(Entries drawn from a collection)

## Begin

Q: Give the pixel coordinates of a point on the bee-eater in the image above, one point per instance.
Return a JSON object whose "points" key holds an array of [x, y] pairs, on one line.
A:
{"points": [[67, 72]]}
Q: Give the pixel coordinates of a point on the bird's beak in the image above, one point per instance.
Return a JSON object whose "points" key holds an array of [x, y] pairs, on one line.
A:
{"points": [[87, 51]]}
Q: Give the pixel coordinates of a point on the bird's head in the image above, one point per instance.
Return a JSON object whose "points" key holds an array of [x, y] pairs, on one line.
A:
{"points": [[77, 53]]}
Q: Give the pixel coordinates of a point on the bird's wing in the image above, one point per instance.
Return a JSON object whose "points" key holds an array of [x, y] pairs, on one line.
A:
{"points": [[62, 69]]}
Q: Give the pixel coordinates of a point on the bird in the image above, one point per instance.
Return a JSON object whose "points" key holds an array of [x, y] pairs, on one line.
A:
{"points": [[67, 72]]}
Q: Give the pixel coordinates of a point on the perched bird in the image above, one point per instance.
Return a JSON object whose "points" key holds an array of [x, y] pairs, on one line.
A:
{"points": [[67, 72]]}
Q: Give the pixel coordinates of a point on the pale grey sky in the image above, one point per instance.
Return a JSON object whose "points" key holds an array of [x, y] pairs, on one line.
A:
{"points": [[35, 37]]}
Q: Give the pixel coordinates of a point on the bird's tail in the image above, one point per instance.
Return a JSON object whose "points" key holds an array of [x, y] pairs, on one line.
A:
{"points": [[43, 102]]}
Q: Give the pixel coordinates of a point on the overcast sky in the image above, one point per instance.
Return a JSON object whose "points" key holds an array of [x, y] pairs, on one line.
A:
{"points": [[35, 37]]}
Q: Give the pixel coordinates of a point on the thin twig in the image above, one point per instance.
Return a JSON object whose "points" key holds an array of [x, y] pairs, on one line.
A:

## End

▶ **Task**:
Convert the listing, from the line containing "Q: Give the pixel coordinates of a point on the thin" through the end of the listing, both ends included, into a Markdown table with the columns Row and Listing line. Omit any blank lines.

▶ **Solution to the exercise**:
| Row | Listing line |
|---|---|
| 1 | Q: Give the pixel coordinates of a point on the thin twig in the image above, one point per instance. |
| 2 | Return a JSON object whose "points" key holds an array of [x, y] pairs, on one line. |
| 3 | A: |